* [ACTIONS TO TAKE]
A – Translate this sentence from the book review into Spanish: "This ethnosphere is the core of our adaptive nature and our legacy."
B – Quote the stretch of the book review from "At any given" through "a life-giving elixir.".
C – Write what comes next in the book review of Wade Davis's The Wayfinders, starting after its final sentence.

At any given time, I have about a dozen books on my shelf waiting for the right time to be read. So it was with “The Wayfinders-Why Ancient Wisdom Matters in the Modern World,” by Wade Davis, which had been waiting patiently for about three years. Once I’d read the first few pages, I gulped this book like it was a life-giving elixir.
Davis begins by sharing his view of the world. And believe me, from his life experiences as a National Geographic explorer, writer and anthropologist, he is well versed in world. “Together the myriad of cultures makes up an intellectual and spiritual web of life that envelopes the planet and is every bit as important to the well being of the planet as is the biological web of life we know as the biosphere.” Davis calls this social web of life an ethnosphere — the “sum total of our thoughts and intuitions, myths and beliefs.” This ethnosphere is the core of our adaptive nature and our legacy. And, the truth is we are facing the loss of half of humanity’s social, cultural and intellectual legacy, as the extinction of human cultures is picking up pace.

* [RECORDED DATA]
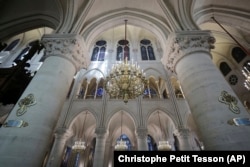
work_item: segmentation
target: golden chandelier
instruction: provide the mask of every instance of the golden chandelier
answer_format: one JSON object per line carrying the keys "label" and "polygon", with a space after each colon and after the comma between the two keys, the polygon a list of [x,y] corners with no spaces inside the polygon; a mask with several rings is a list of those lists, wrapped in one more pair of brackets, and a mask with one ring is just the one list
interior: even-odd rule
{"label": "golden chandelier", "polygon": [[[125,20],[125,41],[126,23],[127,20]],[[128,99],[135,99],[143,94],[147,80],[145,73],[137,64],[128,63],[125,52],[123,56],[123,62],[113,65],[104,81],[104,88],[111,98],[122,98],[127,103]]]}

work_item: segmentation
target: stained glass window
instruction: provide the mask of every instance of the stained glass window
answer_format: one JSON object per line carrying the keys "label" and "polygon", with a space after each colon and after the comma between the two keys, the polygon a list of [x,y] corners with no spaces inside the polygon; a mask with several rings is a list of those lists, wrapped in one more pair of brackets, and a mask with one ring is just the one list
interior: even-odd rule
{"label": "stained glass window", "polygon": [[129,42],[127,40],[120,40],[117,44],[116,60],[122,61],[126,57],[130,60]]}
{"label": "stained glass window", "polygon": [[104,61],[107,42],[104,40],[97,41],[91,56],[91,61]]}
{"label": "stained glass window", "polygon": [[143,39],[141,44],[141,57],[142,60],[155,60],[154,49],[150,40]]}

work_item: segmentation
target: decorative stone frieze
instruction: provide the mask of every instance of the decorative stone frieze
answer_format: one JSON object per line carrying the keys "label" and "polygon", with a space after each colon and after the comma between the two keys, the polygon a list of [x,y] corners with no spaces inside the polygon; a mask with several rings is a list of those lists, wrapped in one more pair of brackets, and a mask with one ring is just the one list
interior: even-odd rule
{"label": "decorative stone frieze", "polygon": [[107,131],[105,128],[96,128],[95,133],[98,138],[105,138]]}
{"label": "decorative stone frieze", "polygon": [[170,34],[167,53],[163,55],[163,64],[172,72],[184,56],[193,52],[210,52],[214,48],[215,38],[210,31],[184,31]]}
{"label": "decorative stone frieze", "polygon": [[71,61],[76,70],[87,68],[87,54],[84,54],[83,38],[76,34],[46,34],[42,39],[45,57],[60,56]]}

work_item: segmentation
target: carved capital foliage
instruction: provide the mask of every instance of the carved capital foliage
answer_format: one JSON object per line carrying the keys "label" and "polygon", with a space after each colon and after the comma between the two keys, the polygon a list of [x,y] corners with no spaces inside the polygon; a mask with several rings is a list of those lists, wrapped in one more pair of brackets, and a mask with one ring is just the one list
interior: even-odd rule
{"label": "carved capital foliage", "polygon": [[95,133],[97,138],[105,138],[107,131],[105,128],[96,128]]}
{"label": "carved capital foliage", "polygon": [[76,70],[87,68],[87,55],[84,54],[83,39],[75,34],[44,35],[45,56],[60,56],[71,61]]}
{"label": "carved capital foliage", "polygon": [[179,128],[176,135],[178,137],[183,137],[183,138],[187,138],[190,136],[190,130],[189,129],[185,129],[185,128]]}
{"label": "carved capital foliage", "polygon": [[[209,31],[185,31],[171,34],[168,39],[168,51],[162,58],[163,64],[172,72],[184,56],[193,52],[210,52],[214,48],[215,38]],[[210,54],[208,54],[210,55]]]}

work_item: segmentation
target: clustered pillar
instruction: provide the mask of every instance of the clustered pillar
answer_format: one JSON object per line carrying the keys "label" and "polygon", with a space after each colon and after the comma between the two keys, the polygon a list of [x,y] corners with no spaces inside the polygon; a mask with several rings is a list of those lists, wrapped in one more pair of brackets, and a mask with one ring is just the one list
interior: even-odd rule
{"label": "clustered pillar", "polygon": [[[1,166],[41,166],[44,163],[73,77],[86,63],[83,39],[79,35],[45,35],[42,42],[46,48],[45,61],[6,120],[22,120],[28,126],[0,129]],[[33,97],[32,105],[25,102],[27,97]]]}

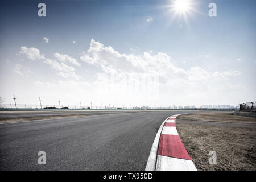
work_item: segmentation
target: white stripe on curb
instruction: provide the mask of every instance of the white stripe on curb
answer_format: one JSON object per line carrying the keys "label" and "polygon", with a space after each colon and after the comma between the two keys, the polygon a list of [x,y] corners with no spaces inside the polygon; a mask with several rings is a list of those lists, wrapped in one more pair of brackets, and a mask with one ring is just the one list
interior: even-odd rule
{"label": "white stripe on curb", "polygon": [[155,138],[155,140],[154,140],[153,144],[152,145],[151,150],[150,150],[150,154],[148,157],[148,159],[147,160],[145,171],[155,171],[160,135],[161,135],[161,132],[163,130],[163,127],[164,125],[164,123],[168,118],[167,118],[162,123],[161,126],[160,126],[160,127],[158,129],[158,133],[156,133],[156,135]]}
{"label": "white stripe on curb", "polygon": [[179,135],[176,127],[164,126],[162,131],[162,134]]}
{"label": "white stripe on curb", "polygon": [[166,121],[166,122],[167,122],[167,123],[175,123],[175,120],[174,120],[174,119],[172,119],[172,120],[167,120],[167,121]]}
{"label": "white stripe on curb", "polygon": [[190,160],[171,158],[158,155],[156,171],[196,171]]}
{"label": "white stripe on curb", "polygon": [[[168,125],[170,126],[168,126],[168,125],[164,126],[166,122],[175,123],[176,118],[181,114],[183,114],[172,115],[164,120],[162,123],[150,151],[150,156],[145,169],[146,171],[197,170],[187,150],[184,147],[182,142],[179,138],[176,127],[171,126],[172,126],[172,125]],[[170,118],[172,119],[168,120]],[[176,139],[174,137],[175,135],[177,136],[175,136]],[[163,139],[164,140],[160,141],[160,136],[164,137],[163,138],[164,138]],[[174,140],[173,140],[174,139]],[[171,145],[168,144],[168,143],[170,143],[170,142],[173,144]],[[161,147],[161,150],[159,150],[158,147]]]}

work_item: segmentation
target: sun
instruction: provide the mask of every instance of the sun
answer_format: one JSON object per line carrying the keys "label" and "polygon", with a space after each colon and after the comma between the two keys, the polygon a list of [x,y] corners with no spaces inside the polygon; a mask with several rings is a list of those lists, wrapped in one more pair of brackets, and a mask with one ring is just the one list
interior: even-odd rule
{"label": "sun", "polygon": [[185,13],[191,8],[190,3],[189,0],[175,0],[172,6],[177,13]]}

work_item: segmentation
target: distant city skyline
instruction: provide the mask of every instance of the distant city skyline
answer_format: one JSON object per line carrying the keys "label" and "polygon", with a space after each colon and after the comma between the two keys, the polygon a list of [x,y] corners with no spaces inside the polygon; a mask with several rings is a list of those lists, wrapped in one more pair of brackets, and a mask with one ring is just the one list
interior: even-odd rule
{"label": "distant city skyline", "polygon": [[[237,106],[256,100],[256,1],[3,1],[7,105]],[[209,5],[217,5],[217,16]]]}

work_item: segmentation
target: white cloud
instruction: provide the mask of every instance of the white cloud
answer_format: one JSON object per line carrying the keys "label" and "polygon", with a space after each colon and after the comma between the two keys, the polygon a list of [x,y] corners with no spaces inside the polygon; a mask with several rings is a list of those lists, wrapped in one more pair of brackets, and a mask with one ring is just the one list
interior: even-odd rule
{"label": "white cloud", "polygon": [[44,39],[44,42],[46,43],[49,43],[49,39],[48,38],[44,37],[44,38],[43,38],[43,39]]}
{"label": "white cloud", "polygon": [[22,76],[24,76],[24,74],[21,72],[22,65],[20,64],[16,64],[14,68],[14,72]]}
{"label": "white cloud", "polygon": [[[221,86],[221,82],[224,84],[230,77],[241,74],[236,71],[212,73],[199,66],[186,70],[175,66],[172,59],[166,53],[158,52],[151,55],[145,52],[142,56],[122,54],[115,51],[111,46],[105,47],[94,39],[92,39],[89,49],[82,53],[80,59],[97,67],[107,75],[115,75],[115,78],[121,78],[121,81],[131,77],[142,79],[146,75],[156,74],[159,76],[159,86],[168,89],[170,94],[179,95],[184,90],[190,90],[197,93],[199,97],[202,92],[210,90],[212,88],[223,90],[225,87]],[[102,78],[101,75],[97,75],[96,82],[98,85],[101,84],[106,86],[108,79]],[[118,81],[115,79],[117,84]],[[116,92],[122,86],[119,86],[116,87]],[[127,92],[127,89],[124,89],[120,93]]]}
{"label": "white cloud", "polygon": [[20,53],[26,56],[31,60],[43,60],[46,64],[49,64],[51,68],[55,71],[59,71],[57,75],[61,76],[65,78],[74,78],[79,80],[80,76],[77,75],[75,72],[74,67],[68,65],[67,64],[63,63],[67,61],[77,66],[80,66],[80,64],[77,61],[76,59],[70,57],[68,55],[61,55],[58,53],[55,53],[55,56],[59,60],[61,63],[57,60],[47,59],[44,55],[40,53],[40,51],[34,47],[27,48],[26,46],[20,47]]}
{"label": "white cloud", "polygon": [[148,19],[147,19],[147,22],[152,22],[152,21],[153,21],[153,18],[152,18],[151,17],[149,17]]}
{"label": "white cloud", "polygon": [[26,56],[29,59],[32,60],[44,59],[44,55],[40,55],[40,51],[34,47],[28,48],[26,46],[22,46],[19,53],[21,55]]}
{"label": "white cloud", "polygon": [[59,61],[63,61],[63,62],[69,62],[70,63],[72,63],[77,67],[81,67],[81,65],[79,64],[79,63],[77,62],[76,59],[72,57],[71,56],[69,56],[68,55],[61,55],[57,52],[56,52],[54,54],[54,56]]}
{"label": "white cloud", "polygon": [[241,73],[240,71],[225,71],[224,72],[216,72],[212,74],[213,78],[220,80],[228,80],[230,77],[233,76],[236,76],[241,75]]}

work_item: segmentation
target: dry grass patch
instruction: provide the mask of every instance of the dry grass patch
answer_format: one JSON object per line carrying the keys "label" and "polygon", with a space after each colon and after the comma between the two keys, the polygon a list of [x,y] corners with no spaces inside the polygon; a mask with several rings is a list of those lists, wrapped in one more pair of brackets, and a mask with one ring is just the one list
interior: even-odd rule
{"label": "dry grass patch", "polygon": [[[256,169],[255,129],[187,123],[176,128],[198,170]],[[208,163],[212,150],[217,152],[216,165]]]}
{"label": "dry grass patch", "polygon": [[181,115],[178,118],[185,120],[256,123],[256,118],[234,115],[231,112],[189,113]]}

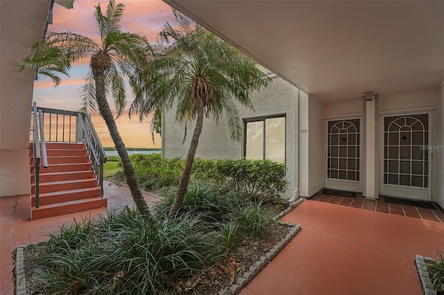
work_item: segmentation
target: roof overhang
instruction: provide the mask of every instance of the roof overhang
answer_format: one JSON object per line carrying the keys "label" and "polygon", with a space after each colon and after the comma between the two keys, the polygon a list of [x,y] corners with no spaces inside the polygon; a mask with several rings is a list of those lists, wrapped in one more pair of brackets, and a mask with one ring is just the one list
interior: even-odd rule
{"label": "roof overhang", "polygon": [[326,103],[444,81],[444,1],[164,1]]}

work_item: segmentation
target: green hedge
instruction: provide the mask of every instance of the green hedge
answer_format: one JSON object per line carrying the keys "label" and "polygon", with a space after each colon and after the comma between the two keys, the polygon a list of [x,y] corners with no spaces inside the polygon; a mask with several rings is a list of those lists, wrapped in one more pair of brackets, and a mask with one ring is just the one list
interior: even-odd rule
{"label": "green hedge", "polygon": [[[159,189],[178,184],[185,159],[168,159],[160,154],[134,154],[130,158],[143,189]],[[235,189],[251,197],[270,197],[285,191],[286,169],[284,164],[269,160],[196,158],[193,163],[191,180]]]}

...

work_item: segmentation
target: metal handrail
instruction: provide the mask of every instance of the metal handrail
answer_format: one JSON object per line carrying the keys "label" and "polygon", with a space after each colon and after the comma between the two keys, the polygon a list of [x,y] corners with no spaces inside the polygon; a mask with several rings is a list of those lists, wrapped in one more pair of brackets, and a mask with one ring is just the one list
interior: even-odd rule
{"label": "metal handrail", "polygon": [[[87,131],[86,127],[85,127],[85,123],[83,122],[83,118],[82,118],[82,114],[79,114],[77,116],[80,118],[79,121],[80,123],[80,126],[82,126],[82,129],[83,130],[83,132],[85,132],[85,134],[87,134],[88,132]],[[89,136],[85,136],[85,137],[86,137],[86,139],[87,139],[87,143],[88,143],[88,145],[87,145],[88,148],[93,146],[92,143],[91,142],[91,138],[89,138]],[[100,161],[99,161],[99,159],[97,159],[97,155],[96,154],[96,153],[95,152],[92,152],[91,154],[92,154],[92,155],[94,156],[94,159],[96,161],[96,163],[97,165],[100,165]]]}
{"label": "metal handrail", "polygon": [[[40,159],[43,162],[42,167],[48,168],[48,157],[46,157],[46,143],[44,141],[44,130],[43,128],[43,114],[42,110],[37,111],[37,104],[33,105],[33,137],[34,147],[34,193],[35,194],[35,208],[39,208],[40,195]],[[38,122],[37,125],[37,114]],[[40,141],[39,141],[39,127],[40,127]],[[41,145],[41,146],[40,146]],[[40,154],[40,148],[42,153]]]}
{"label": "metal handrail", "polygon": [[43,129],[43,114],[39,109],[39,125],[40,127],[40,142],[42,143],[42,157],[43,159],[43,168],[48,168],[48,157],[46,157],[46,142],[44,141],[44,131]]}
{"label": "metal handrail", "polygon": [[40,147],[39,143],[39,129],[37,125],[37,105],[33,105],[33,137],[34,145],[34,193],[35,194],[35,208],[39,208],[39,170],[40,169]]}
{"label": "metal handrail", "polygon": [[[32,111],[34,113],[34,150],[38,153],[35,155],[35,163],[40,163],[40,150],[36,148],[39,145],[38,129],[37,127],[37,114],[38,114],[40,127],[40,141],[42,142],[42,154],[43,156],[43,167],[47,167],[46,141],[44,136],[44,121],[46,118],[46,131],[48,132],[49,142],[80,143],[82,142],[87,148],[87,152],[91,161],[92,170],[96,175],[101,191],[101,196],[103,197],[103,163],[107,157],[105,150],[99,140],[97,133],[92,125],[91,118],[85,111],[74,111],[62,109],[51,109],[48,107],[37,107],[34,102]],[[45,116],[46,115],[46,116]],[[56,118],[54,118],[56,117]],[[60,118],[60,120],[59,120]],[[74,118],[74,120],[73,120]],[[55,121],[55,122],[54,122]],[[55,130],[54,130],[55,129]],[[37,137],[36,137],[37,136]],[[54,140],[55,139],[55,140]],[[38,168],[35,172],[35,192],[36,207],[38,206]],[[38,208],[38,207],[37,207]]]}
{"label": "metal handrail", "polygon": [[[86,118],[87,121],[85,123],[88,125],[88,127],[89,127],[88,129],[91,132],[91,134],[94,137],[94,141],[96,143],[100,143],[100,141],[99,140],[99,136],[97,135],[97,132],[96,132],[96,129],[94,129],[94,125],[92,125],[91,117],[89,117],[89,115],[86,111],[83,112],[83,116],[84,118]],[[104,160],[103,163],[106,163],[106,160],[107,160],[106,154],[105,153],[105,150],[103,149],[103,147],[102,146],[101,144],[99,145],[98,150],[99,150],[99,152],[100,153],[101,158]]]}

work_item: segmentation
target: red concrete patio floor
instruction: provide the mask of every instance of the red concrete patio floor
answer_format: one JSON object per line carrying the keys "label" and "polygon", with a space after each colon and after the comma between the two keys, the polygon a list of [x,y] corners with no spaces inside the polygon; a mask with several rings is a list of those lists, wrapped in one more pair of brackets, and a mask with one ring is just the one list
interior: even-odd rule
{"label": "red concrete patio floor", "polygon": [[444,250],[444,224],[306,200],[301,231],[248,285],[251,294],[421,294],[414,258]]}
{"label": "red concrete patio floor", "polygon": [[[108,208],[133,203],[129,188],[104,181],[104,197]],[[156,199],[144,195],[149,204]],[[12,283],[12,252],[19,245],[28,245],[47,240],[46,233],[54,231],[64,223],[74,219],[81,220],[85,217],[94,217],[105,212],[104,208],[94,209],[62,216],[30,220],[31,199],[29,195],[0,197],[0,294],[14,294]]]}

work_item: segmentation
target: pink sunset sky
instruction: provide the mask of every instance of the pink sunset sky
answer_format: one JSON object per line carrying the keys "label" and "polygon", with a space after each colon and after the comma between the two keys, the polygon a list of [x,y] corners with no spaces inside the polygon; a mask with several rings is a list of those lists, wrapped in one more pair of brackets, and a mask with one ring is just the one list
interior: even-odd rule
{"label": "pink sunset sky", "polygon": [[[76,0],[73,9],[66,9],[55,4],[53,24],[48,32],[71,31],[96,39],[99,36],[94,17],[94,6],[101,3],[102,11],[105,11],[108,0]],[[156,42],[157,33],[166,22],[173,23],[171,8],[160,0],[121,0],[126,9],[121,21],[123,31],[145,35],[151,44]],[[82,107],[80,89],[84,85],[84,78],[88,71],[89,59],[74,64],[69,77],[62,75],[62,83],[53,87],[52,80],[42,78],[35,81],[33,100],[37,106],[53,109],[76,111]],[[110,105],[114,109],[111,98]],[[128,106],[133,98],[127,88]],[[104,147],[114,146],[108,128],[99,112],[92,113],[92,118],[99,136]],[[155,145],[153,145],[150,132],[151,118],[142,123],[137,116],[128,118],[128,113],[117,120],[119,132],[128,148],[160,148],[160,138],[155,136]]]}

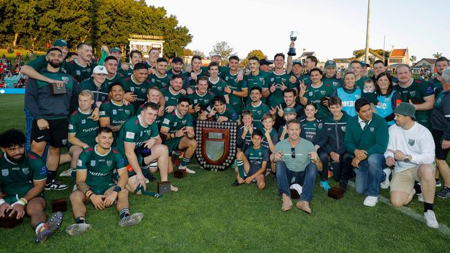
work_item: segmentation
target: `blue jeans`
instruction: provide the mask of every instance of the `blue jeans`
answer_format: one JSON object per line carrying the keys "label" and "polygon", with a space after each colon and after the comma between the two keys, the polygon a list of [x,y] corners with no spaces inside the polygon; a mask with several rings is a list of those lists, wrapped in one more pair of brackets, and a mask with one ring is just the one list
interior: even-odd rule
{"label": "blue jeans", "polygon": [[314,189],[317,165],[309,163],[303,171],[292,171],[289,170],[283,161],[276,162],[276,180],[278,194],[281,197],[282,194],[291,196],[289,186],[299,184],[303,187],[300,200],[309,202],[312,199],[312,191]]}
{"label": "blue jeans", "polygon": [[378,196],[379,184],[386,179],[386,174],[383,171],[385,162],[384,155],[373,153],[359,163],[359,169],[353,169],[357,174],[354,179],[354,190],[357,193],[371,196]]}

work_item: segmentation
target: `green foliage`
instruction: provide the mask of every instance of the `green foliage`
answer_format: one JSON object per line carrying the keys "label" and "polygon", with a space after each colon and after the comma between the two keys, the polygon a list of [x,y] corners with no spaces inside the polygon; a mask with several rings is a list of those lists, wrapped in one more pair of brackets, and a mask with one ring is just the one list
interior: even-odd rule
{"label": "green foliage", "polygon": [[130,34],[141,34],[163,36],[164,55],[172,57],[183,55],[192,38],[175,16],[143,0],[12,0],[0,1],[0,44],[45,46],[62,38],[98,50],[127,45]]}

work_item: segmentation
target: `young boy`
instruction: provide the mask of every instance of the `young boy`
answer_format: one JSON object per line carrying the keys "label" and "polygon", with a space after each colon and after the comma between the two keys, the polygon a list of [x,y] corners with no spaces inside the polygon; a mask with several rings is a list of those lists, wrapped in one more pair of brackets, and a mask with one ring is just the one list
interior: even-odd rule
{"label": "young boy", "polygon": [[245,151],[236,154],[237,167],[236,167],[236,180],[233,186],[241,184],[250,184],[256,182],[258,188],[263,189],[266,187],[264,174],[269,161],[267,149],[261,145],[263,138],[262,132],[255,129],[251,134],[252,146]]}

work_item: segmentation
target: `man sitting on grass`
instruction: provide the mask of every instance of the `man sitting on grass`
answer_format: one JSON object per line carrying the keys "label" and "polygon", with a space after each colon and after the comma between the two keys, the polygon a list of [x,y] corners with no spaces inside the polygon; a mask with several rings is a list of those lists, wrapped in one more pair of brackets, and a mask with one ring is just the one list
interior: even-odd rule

* [ANSWERS TO THE EXERCISE]
A – Esta etnosfera es el núcleo de nuestra naturaleza adaptativa y nuestro legado.

B –
At any given time, I have about a dozen books on my shelf waiting for the right time to be read. So it was with “The Wayfinders-Why Ancient Wisdom Matters in the Modern World,” by Wade Davis, which had been waiting patiently for about three years. Once I’d read the first few pages, I gulped this book like it was a life-giving elixir.

C –
Excellently written and thought provoking, this book is essentially a compilation of Davis’ series of Massey Lectures. Davis shares his extensive knowledge of a good many diverse populations with whom he developed relationships. First, the Polynesians, spreading their cultural realm to hundreds of islands throughout the Pacific with their amazing art of navigation. Who knew Thor Hyderdahl’s “Kon Tiki” was full of bunk! Peoples of the Anaconda is a perfect example of a large and diverse civilization whose existence is woven into the very fabric of its physical location–along the Amazon River. The Aborigines of Australia, with their ritual ‘dreaming,’ evolved a deep, timeless relationship with their world. “What does it mean that though out history “dynamic living people have been driven out of existence by identifiable and overwhelming external forces?” Davis asks.
With a perfect blend of science and human insights, Davis makes powerful observations. In the chapter on Sacred Geography he states, “…I would like to reflect on this particular attitude of ours, this manner in which we have reduced our planet to a commodity, a raw resource to be consumed at our whim.” The modern world…”is certainly not the true and only pulse of history. It is merely a constellation, of beliefs, conviction, paradigm, that represent one way of doing things…”
For some reason I thought of this song when I was writing this blog. In the vast oceans, we are but ripples and waves. But, as that, we part of the whole. We are past, present, and the future–if we don’t fuck it up.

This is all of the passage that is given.